Exercise tasks:
a) In the I/O performance passage, which package provides the iostat tool?
b) Please explain, using the I/O performance passage, why an administrator would turn to iostat after running vmstat.
c) Reproduce the I/O performance passage from "32.1. Tools for monitoring" to "responsible I/O device.".

Reading passage:
----------------
I/O and file system performance can be affected by any of the following factors:

  • Data write or read patterns
  • Sequential or random
  • Buffered or Direct IO
  • Data alignment with underlying geometry
  • Block size
  • File system size
  • Journal size and location
  • Recording access times
  • Ensuring data reliability
  • Pre-fetching data
  • Pre-allocating disk space
  • File fragmentation
  • Resource contention

32.1. Tools for monitoring and diagnosing I/O and file system issues

The following tools are available in Red Hat Enterprise Linux 9 for monitoring system performance and diagnosing performance problems related to I/O, file systems, and their configuration:

  • vmstat tool reports on processes, memory, paging, block I/O, interrupts, and CPU activity across the entire system. It can help administrators determine whether the I/O subsystem is responsible for any performance issues. If analysis with vmstat shows that the I/O subsystem is responsible for reduced performance, administrators can use the iostat tool to determine the responsible I/O device.
  • iostat reports on I/O device load in your system. It is provided by the sysstat package.
  • blktrace provides detailed information about how time is spent in the I/O subsystem. The companion utility blkparse reads the raw output from blktrace and produces a human readable summary of input and output operations recorded by blktrace.
  • btt analyzes blktrace output and displays the amount of time that data spends in each area of the I/O stack, making it easier to spot bottlenecks in the I/O subsystem. This utility is provided as part of the blktrace package. Some of the important events tracked by the blktrace mechanism and analyzed by btt are:

    • Queuing of the I/O event (Q)
    • Dispatch of the I/O to the driver event (D)
----------------
Records from a data source:

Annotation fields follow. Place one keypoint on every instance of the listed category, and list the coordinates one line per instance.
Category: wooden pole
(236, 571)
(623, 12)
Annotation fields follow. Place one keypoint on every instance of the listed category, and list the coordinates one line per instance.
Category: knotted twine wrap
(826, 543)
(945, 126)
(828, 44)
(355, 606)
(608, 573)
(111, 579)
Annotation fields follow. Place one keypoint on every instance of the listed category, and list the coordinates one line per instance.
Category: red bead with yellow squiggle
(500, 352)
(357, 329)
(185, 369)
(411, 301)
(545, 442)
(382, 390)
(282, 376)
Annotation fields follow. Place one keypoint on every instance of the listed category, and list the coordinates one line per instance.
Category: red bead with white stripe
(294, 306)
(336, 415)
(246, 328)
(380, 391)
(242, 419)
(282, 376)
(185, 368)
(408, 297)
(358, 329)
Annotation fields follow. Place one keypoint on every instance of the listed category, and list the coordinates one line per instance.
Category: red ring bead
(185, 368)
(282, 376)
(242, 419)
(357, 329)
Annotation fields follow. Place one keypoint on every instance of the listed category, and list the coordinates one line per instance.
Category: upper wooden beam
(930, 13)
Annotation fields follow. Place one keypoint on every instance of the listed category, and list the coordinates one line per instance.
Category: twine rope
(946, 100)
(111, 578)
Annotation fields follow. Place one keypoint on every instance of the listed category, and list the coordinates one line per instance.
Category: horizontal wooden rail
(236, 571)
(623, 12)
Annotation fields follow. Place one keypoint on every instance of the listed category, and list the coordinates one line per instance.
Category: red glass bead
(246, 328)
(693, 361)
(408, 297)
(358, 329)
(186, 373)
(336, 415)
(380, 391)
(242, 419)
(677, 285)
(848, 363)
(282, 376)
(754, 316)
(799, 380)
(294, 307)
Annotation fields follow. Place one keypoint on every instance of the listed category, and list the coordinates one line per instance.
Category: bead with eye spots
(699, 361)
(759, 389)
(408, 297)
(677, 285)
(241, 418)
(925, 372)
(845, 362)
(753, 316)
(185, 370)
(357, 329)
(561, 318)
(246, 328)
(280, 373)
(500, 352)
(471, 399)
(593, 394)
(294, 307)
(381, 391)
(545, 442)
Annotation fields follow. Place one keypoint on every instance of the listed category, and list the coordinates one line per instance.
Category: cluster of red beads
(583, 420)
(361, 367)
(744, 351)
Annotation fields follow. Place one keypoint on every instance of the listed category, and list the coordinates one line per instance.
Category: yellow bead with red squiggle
----------------
Exercise results:
a) The sysstat package.

b) vmstat can show whether the I/O subsystem is responsible for reduced performance, but it reports on activity across the entire system. Once vmstat points to the I/O subsystem, iostat is used to determine which I/O device is responsible.

c)
32.1. Tools for monitoring and diagnosing I/O and file system issues

The following tools are available in Red Hat Enterprise Linux 9 for monitoring system performance and diagnosing performance problems related to I/O, file systems, and their configuration:

  • vmstat tool reports on processes, memory, paging, block I/O, interrupts, and CPU activity across the entire system. It can help administrators determine whether the I/O subsystem is responsible for any performance issues. If analysis with vmstat shows that the I/O subsystem is responsible for reduced performance, administrators can use the iostat tool to determine the responsible I/O device.